Problem to solve
Transcribe the entries exactly. Omit the pictures.

Entries provided
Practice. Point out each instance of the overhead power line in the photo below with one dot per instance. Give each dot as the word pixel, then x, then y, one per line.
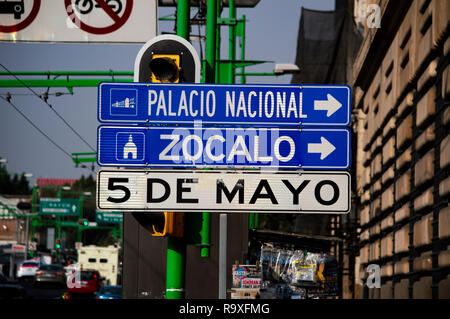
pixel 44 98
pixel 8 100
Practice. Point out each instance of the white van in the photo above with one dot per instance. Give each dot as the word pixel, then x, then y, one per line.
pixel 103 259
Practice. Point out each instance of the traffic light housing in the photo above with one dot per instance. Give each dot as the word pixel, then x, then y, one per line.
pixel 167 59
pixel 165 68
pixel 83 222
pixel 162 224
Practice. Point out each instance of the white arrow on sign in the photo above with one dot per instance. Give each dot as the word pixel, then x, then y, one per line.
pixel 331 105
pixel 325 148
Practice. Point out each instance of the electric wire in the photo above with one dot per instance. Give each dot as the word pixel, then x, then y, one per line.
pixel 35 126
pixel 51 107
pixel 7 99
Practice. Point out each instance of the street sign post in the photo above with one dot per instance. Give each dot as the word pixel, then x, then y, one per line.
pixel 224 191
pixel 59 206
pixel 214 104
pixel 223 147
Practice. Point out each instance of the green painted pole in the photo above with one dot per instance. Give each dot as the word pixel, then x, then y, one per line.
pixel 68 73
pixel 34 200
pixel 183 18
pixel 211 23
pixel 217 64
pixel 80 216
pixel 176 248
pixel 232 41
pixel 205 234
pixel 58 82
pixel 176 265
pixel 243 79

Your solution
Practice. Point out each instance of the overhead power line in the photo below with one dot per instance. Give each dot as the word pixel, then x, then y, one per line.
pixel 44 98
pixel 8 100
Practice. Point out each instance of the white van in the photo above with one dot per instance. Give each dot as the word pixel, then x, then y, one per line.
pixel 103 259
Practice. Point out each instance of the traffic light housing in the photo above with one dot per instance. Give each dot as the word pixel, then x, then y, one per line.
pixel 167 59
pixel 165 68
pixel 83 222
pixel 162 224
Practice. Point out each instance of the white arrow on sign in the photo above with one dot per instance. Give each dot as the word pixel, then x, then y, one per line.
pixel 331 105
pixel 325 148
Practice. Point out each instance of the electric wire in the photo above with one dot per instance. Give each dot as the word pixel, then x, then y, one per line.
pixel 35 126
pixel 51 107
pixel 7 99
Practice. Point out each instance of the street sign post in the photo above with one dot per instance. Give each dot as the word pixel, then x, then y, one per line.
pixel 224 191
pixel 59 206
pixel 214 104
pixel 223 147
Practice. Point out each instance of the green painted pole in the photo above with one dot per instance. Give each dot as the word pixel, then x, then y, one per line.
pixel 68 73
pixel 34 200
pixel 183 18
pixel 211 23
pixel 217 64
pixel 80 216
pixel 176 248
pixel 232 41
pixel 205 234
pixel 58 82
pixel 176 265
pixel 243 79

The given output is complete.